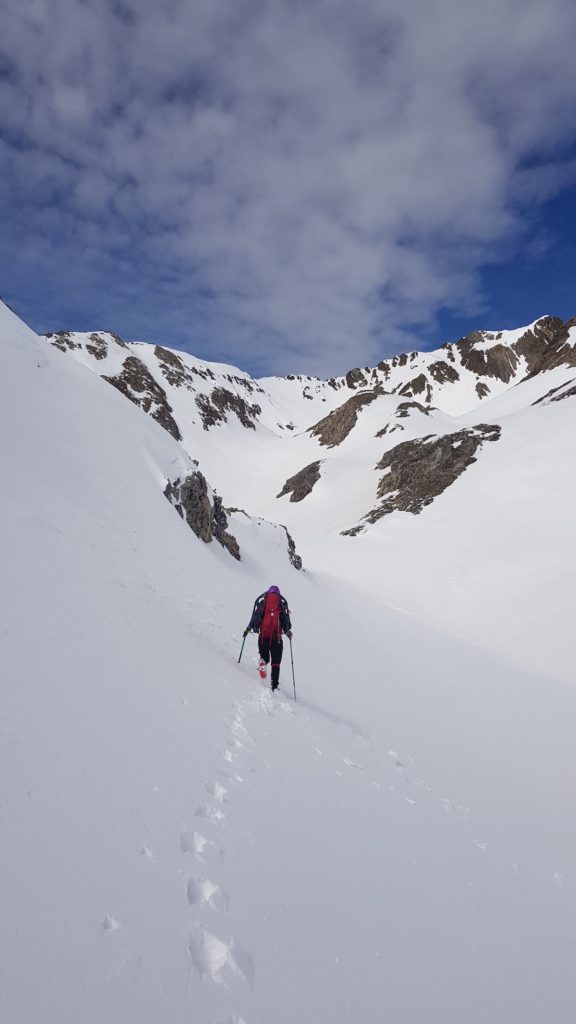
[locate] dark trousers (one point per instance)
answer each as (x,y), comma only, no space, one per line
(272,648)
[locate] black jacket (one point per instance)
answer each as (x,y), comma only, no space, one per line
(258,611)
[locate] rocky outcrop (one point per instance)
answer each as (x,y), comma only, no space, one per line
(207,518)
(137,384)
(443,372)
(213,409)
(172,369)
(560,349)
(299,485)
(418,385)
(293,556)
(355,378)
(335,427)
(418,471)
(566,390)
(63,340)
(97,346)
(499,360)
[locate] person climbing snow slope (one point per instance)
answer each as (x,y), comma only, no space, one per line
(271,617)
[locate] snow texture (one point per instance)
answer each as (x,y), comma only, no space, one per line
(181,845)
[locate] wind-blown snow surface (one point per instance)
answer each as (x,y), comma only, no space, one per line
(182,846)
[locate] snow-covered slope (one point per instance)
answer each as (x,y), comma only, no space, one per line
(347,463)
(178,844)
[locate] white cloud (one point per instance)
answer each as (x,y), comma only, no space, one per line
(330,174)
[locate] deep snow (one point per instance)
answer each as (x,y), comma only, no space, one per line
(182,846)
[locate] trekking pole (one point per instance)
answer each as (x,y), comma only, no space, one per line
(242,648)
(292,660)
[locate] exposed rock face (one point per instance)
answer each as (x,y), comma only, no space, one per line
(137,384)
(295,559)
(213,409)
(355,378)
(566,390)
(418,471)
(207,519)
(172,369)
(443,372)
(64,341)
(535,343)
(404,409)
(97,346)
(561,349)
(402,413)
(335,427)
(418,385)
(299,485)
(499,360)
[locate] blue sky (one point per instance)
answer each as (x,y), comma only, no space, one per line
(288,186)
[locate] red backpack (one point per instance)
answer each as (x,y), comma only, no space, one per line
(270,626)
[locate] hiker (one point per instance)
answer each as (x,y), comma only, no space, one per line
(271,619)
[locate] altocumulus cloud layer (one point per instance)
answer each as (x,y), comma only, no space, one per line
(294,185)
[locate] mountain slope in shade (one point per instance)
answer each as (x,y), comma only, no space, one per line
(179,845)
(368,477)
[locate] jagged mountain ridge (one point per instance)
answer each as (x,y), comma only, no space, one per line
(394,416)
(453,378)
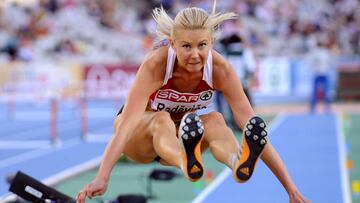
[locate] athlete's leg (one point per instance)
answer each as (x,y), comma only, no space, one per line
(154,136)
(220,138)
(166,144)
(225,147)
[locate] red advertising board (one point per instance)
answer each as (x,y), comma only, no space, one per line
(108,81)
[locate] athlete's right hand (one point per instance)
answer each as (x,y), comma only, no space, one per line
(94,188)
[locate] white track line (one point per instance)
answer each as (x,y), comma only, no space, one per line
(24,144)
(227,172)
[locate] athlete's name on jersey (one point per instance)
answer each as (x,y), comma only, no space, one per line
(179,108)
(174,96)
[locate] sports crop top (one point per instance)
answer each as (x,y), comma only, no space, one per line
(178,103)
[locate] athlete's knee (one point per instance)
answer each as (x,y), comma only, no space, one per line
(214,119)
(161,120)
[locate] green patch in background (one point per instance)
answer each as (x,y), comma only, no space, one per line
(351,127)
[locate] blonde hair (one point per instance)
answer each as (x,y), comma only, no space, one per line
(189,18)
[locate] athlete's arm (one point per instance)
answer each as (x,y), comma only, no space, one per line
(148,79)
(226,80)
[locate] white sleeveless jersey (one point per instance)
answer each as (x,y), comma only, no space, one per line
(178,103)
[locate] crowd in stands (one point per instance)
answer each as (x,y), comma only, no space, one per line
(122,30)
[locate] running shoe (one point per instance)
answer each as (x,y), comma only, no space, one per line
(254,140)
(191,132)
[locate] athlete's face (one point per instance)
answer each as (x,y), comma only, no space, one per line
(192,48)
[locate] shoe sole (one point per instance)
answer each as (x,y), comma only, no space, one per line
(254,141)
(191,132)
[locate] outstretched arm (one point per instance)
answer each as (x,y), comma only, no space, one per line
(146,82)
(272,159)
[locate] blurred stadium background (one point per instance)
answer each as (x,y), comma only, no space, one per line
(66,67)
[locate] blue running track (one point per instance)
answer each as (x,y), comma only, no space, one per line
(311,147)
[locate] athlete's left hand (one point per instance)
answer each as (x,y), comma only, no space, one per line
(296,197)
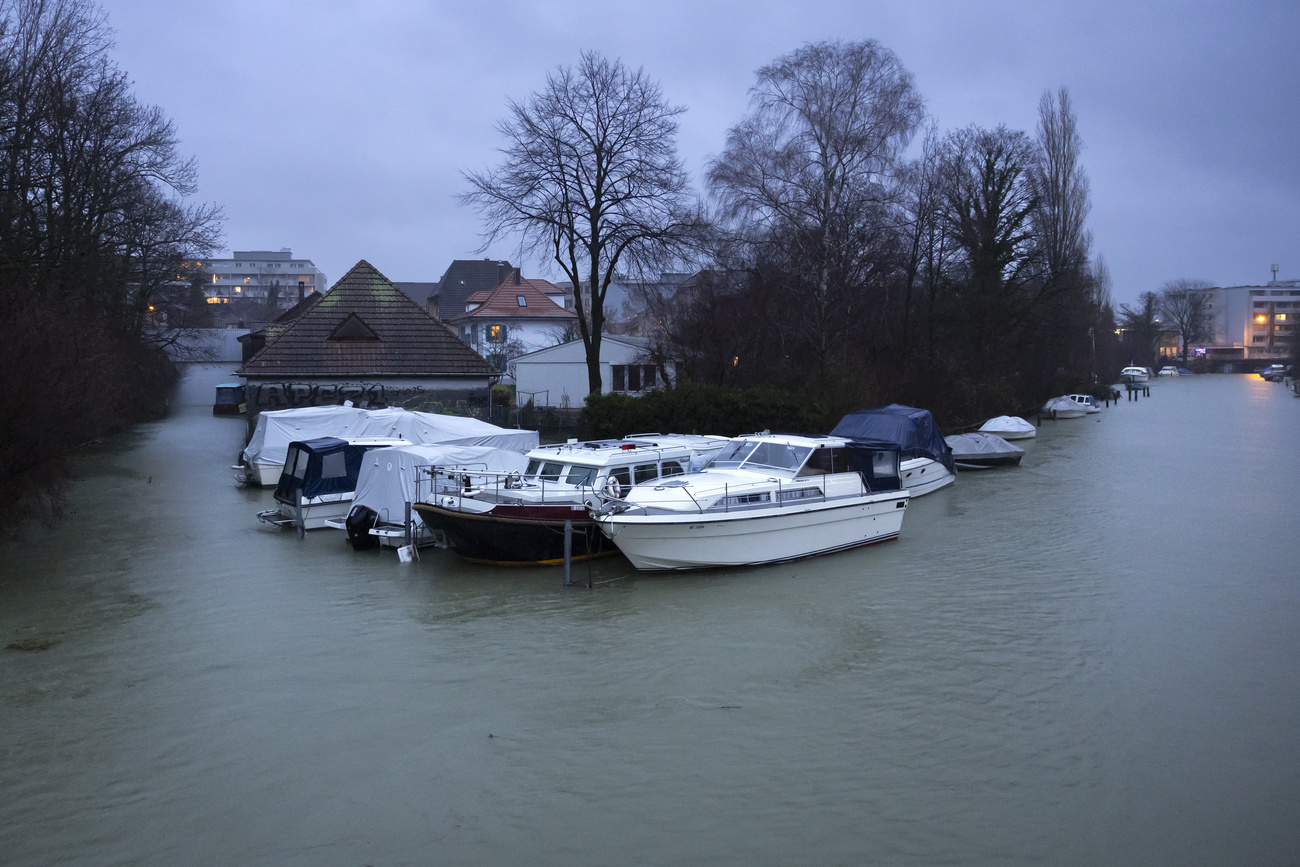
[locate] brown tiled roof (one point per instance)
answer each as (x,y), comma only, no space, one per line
(365,326)
(502,302)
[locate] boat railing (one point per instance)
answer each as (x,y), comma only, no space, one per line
(468,480)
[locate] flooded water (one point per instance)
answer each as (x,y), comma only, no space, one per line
(1091,659)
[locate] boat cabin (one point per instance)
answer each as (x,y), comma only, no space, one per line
(627,462)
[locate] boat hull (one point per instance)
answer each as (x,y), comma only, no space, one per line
(923,476)
(518,534)
(693,541)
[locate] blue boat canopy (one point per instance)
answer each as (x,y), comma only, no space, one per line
(321,465)
(913,432)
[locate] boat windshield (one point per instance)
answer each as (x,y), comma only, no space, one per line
(778,455)
(581,476)
(732,454)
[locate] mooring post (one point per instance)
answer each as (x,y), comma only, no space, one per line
(568,550)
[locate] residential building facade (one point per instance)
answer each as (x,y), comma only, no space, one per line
(1251,323)
(261,276)
(514,317)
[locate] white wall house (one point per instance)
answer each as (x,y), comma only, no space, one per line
(557,376)
(259,274)
(514,317)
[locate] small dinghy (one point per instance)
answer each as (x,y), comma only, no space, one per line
(982,451)
(1009,428)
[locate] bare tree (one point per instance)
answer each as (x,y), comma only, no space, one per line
(590,177)
(809,172)
(988,207)
(1061,187)
(1184,306)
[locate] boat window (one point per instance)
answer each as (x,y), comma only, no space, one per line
(580,476)
(778,455)
(828,460)
(645,472)
(334,465)
(299,462)
(732,454)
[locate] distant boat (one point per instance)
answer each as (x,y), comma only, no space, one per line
(983,451)
(1009,428)
(1086,401)
(1062,407)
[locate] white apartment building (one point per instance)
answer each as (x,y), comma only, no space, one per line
(260,276)
(1251,321)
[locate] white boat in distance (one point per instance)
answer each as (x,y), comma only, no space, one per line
(983,451)
(1086,401)
(1009,428)
(1064,407)
(765,498)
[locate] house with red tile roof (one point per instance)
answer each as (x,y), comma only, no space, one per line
(514,317)
(367,342)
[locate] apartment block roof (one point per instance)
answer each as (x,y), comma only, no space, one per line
(365,326)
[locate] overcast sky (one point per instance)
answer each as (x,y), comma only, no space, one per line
(341,129)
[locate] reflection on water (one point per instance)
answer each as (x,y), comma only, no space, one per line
(1088,659)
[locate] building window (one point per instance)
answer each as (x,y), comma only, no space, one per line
(633,377)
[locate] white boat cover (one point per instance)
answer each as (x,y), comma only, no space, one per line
(980,446)
(276,429)
(388,478)
(1014,425)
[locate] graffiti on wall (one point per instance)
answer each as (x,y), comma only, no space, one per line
(284,395)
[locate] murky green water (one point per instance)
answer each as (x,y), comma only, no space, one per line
(1092,659)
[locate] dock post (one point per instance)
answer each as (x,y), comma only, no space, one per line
(568,551)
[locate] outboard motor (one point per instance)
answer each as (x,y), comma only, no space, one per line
(359,523)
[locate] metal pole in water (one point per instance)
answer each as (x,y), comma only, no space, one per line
(568,550)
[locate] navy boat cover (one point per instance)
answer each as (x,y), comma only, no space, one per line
(913,432)
(321,465)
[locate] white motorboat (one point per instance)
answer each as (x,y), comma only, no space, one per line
(1064,407)
(395,477)
(983,451)
(520,519)
(319,480)
(926,460)
(1134,375)
(1009,428)
(765,498)
(1086,401)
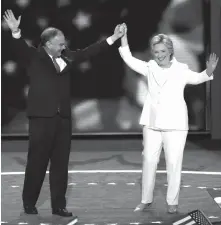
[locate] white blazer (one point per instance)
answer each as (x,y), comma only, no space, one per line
(164,107)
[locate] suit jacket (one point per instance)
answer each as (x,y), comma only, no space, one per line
(50,91)
(164,107)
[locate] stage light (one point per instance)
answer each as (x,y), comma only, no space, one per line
(62,3)
(84,66)
(26,90)
(42,22)
(82,20)
(23,3)
(10,67)
(29,42)
(124,12)
(87,115)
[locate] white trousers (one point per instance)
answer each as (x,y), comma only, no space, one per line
(173,143)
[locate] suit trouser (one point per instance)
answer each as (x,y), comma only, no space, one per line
(49,140)
(173,143)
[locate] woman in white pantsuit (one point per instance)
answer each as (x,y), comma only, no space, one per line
(164,116)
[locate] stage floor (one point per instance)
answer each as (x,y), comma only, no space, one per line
(104,185)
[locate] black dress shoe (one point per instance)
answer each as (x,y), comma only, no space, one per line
(30,209)
(62,212)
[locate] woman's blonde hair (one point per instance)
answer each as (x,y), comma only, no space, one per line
(162,38)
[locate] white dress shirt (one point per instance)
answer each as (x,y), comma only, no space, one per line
(164,107)
(62,64)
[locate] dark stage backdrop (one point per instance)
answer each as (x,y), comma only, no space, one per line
(107,96)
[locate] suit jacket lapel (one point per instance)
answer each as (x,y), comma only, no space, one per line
(67,67)
(46,58)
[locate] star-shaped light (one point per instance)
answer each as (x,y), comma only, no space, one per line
(23,3)
(42,22)
(82,20)
(9,67)
(63,3)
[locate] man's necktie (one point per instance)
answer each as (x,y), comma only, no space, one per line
(57,67)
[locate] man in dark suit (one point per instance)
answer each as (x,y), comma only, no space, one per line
(49,110)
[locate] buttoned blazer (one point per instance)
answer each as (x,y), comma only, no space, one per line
(50,91)
(164,107)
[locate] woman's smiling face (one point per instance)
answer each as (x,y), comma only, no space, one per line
(161,54)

* * * * * * * * *

• **INSTRUCTION**: In the listing above, find the line containing "[locate] star-shaped light", then reproduce it and each line after it through the end, exactly and with nothing added.

• **TASK ANSWER**:
[locate] star-shaped light (one point per instance)
answer each as (x,y), comma only, no space, one per line
(23,3)
(42,22)
(82,20)
(9,67)
(63,3)
[locate] man's necktie (one point per instance)
answer each as (x,y), comma only, no space, one per line
(57,67)
[locate] man in dark suit (one point per instance)
answer each as (x,y), comma only, no space, one per line
(49,110)
[locate] buttoned blazer (one point per instance)
answer each as (x,y), comma only, no space, one per line
(50,91)
(164,107)
[locate] woman's smiling face (one point per instance)
answer each as (x,y), comma only, no space, one per line
(161,54)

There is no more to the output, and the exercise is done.